### REQUIREMENTS
Copy the rows below word for word, starting at the line with "Every instance of the white-handed" and ending at the line with "<point>251,185</point>", including both of those lines.

Entries from a pointing dataset:
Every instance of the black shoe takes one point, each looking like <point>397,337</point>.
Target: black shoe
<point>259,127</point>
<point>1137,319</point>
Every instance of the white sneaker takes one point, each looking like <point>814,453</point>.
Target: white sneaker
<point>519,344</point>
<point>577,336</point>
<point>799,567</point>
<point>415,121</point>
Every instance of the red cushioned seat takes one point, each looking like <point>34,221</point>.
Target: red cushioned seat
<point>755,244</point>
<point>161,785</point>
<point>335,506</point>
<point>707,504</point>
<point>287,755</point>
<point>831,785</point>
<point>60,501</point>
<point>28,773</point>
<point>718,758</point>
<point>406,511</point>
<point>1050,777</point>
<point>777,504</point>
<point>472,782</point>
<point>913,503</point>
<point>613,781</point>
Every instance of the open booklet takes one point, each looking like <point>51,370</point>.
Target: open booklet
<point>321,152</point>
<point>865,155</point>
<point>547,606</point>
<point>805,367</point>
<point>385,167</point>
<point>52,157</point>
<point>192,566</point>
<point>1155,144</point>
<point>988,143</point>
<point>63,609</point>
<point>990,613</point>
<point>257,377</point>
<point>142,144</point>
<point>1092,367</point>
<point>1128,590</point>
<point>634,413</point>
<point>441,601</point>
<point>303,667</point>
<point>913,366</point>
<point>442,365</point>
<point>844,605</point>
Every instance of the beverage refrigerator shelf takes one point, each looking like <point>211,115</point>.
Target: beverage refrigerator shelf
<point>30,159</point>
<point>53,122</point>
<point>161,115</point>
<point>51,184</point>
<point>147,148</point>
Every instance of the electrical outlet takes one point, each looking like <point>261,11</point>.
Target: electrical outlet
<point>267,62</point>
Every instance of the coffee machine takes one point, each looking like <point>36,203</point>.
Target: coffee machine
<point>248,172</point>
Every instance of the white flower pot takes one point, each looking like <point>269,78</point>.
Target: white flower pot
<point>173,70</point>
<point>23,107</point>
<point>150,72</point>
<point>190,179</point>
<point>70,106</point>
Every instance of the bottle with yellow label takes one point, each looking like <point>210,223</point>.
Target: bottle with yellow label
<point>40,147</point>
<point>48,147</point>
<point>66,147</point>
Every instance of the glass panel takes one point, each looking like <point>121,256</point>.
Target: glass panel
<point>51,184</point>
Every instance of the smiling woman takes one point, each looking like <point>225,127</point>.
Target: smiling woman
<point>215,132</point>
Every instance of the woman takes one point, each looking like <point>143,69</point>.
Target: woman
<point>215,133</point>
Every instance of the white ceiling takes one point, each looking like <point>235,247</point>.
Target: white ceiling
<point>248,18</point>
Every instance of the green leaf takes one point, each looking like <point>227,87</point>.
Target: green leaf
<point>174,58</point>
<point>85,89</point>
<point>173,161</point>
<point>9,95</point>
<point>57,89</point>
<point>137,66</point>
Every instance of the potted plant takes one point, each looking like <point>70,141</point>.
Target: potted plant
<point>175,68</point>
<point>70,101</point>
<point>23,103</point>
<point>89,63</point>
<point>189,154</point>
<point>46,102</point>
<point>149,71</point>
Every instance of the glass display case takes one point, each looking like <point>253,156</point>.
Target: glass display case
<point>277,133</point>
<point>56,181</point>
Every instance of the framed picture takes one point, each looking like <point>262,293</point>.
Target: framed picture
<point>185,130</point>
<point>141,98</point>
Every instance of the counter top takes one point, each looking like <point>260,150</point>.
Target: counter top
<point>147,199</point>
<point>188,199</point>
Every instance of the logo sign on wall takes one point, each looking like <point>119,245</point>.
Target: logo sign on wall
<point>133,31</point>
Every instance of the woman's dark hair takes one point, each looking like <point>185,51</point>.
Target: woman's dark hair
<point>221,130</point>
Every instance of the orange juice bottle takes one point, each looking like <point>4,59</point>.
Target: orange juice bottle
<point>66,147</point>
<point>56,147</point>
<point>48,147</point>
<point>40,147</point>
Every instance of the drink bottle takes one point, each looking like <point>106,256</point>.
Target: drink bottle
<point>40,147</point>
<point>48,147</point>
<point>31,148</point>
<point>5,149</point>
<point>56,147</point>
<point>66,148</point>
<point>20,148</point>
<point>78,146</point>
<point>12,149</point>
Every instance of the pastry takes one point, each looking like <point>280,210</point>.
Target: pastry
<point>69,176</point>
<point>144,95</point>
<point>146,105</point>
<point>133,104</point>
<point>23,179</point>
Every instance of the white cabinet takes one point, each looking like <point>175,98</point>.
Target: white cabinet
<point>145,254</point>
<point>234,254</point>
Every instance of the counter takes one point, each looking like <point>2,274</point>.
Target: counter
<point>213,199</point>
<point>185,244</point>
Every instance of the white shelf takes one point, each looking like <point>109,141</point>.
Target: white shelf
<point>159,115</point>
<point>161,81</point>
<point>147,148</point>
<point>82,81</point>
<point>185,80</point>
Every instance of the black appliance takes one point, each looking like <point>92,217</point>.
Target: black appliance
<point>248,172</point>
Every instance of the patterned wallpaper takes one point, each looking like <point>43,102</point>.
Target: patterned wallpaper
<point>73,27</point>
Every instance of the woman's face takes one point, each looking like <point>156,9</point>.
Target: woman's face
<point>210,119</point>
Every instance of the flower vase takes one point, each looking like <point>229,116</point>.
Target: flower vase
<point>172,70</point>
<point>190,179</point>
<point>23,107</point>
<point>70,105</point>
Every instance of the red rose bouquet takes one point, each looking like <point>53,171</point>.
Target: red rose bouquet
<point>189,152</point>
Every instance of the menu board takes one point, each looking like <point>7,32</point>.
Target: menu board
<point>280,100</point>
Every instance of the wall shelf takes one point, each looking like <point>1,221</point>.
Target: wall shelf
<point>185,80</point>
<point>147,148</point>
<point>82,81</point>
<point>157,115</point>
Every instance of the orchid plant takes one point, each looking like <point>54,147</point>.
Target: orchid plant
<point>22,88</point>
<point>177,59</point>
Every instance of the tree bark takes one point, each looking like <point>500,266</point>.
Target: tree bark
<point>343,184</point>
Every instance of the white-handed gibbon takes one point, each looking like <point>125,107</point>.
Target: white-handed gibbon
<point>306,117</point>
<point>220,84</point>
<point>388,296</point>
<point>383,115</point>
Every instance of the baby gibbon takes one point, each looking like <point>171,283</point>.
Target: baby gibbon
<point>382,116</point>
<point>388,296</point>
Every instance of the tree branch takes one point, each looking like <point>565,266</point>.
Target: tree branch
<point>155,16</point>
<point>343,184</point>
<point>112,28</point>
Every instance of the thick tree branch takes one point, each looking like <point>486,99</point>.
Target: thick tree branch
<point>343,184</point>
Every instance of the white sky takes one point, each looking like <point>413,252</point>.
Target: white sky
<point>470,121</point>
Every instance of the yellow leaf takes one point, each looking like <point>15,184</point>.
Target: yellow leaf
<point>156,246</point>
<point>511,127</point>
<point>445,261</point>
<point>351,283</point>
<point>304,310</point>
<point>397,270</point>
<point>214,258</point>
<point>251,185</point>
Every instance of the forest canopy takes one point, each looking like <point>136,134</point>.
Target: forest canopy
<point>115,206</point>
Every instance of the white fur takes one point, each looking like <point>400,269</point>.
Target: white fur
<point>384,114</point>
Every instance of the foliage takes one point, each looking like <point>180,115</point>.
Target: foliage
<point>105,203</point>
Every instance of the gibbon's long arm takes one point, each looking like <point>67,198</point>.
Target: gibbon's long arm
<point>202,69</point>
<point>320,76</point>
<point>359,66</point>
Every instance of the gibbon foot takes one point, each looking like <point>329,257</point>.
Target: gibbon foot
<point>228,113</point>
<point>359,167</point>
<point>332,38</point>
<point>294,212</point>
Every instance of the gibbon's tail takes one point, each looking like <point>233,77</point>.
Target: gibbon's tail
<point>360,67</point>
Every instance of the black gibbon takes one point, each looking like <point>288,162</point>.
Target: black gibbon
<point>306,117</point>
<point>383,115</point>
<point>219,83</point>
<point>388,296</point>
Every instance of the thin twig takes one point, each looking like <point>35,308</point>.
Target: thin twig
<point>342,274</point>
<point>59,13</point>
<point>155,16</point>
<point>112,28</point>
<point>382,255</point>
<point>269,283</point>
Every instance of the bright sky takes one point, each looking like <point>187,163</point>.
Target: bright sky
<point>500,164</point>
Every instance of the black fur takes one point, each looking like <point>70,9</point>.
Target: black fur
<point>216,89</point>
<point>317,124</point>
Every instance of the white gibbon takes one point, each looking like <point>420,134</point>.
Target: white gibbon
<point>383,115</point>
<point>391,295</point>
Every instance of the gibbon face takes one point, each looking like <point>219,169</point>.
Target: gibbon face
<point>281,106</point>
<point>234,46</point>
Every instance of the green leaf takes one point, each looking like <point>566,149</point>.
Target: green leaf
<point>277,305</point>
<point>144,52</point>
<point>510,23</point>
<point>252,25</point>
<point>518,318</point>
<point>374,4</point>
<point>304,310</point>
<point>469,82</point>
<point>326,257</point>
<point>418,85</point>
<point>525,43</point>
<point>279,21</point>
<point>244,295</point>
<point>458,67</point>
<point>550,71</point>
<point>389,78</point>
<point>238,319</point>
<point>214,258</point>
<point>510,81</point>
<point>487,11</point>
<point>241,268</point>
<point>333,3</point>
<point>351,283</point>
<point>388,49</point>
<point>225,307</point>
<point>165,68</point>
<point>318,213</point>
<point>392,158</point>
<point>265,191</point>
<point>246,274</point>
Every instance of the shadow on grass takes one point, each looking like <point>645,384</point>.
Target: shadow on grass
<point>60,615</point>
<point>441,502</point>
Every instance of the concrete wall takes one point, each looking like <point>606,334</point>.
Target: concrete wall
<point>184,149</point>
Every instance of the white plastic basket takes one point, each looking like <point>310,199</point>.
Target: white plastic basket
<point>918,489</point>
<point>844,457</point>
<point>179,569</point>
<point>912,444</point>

### REPLY
Every instance of the white-handed gibbon takes one point, each looking like <point>125,107</point>.
Target: white-handed gibbon
<point>306,117</point>
<point>220,84</point>
<point>388,296</point>
<point>383,115</point>
Every instance of the baby gibbon takes one point, each looking like <point>171,283</point>.
Target: baby gibbon
<point>382,116</point>
<point>388,296</point>
Every instance of the tree branch takes one point, each looking like <point>565,266</point>.
Target: tree branch
<point>155,16</point>
<point>343,184</point>
<point>112,28</point>
Every instance of the thick tree branch takes one point, each looking like <point>486,99</point>.
Target: thick tree branch
<point>343,184</point>
Every instance of the white sky takes one point, each looking like <point>413,252</point>.
Target: white sky
<point>470,121</point>
Every instance of the yellow leaf takes one point, each looking like <point>15,184</point>.
Target: yellow leaf
<point>156,246</point>
<point>511,127</point>
<point>445,261</point>
<point>351,283</point>
<point>304,310</point>
<point>397,270</point>
<point>214,258</point>
<point>251,185</point>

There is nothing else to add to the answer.